- _Aim_: List every line of the entries below that contains the string "facade". Case counts.

- _Records supplied_:
********************

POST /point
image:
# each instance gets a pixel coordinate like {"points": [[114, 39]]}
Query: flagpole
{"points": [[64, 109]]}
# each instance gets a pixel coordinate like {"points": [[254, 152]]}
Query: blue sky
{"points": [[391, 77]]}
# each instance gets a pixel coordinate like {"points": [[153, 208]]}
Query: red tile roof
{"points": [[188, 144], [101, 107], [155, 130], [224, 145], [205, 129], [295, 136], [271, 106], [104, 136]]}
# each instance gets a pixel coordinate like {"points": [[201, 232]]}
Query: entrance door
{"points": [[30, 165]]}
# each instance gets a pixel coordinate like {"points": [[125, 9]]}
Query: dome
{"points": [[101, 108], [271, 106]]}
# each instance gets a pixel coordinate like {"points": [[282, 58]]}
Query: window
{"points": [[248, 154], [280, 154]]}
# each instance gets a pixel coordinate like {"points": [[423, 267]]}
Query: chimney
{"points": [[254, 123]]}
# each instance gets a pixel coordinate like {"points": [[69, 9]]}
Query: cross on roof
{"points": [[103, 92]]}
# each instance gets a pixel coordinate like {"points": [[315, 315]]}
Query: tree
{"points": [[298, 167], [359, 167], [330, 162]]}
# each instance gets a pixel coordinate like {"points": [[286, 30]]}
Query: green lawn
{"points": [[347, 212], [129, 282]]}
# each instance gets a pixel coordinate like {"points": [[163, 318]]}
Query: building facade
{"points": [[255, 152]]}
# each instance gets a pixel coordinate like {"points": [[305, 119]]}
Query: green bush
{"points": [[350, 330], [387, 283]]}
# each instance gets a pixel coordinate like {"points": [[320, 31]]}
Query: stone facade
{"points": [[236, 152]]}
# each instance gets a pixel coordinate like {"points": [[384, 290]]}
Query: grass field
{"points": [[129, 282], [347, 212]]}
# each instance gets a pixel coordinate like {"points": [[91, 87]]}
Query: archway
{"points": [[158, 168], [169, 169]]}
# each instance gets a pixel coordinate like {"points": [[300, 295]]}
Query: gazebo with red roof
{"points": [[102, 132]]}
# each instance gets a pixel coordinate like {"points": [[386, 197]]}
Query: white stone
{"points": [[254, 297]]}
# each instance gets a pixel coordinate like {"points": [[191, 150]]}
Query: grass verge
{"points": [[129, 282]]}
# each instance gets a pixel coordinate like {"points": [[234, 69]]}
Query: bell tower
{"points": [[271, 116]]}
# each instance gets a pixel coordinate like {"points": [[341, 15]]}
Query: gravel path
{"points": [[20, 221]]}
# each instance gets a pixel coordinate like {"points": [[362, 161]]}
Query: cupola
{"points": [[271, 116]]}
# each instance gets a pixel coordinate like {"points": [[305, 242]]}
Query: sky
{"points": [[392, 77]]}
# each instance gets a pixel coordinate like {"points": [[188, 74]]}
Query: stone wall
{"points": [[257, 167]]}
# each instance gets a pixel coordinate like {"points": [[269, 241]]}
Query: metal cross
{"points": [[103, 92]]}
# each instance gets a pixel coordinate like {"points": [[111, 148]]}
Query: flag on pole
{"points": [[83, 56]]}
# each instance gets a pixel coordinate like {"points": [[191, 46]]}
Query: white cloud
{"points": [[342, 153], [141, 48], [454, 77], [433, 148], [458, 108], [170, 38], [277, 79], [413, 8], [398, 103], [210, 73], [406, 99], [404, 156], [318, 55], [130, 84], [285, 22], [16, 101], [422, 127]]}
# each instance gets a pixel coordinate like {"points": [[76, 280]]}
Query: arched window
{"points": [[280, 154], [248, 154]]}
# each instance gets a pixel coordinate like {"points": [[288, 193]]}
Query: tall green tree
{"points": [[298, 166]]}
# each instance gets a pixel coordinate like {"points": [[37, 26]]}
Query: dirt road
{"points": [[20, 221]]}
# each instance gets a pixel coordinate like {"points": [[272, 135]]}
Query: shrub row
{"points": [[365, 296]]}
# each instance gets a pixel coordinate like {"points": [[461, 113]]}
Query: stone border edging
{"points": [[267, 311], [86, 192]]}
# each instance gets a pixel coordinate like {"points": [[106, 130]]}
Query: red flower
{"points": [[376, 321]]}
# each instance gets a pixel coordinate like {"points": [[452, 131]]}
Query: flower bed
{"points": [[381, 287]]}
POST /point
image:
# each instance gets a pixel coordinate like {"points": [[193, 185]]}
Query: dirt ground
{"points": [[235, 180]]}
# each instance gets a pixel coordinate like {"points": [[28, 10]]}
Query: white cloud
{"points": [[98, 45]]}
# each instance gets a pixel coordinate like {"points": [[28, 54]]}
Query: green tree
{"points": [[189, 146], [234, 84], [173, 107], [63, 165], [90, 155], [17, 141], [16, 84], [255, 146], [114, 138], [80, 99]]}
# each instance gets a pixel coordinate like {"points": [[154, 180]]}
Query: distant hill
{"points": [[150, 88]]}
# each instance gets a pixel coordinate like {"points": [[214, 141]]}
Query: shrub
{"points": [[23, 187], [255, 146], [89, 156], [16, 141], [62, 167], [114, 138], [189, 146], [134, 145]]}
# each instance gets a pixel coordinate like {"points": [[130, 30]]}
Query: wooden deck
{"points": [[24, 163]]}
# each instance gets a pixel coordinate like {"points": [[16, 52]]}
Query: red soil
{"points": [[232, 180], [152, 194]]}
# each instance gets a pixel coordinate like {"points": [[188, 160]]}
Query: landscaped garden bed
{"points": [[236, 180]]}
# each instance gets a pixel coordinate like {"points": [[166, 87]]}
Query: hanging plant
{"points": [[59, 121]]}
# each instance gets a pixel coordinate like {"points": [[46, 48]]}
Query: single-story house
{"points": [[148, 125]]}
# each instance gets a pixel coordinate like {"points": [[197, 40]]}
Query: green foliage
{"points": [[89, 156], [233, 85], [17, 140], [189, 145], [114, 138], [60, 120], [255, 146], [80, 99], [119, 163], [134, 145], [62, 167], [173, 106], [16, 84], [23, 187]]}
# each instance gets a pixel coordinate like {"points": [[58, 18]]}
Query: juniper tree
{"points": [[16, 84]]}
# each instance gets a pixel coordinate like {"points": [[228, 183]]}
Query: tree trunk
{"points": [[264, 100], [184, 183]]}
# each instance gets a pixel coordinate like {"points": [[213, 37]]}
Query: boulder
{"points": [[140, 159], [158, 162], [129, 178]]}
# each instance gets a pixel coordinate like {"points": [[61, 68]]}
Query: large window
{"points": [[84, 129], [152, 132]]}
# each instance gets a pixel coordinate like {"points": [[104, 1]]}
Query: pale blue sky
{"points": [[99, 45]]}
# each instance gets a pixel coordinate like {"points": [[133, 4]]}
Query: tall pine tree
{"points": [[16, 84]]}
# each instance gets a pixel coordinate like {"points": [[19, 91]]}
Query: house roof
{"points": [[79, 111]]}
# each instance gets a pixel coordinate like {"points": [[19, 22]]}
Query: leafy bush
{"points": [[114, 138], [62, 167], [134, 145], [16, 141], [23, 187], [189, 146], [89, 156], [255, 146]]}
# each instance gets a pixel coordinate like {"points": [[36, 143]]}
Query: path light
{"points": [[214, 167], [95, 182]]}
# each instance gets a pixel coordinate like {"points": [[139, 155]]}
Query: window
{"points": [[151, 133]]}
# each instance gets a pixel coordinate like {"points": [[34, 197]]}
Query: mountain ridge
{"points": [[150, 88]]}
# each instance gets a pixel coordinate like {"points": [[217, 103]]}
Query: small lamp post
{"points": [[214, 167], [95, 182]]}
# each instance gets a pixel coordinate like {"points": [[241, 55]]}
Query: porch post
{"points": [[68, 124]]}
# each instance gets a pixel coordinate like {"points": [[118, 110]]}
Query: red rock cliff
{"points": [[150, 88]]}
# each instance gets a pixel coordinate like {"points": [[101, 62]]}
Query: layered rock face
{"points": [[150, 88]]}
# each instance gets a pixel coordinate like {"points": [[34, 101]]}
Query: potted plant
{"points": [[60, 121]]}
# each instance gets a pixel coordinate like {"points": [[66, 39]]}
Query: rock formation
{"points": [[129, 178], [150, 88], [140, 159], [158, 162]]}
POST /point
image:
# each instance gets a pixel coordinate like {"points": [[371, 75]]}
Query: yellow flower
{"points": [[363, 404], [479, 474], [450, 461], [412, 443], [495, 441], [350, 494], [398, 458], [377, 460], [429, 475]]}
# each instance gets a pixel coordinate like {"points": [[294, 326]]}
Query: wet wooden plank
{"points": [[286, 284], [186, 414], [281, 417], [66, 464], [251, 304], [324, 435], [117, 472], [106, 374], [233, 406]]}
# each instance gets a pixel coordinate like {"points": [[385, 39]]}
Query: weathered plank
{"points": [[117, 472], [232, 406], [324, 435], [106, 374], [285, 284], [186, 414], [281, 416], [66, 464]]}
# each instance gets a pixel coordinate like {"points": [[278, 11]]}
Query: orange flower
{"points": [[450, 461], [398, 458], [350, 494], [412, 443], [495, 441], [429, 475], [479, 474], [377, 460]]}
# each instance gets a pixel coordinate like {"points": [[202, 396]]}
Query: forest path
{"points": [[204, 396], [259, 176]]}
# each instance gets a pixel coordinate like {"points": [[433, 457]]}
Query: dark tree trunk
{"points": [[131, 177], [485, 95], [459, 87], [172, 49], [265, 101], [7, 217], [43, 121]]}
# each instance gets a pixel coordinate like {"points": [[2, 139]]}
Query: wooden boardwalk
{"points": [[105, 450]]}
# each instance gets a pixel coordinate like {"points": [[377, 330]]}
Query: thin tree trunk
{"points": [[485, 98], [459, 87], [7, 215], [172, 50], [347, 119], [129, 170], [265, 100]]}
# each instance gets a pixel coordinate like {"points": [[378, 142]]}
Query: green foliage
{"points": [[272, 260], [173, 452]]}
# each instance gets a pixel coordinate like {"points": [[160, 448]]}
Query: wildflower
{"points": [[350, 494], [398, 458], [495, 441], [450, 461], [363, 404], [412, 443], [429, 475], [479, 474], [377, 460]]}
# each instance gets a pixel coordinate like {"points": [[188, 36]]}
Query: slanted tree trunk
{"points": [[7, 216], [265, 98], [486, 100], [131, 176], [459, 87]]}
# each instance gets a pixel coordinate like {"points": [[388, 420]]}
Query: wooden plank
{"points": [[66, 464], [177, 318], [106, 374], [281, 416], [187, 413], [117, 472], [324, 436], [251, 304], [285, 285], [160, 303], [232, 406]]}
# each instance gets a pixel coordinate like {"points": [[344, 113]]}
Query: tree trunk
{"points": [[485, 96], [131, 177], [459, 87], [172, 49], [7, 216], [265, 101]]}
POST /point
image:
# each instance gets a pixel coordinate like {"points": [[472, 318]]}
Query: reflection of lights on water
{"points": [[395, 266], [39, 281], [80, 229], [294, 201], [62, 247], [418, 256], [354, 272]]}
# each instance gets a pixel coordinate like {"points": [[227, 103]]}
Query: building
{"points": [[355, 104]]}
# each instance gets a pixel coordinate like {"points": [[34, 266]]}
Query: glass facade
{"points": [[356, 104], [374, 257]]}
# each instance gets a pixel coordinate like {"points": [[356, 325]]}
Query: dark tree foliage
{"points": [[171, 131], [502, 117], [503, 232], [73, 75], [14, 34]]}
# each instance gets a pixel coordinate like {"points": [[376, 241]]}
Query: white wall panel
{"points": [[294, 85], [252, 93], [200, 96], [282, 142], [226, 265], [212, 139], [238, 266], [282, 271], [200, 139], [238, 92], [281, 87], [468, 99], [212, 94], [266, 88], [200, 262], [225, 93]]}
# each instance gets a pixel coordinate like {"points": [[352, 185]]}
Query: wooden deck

********************

- _Task solution_:
Query: building facade
Query: stone facade
Query: glass facade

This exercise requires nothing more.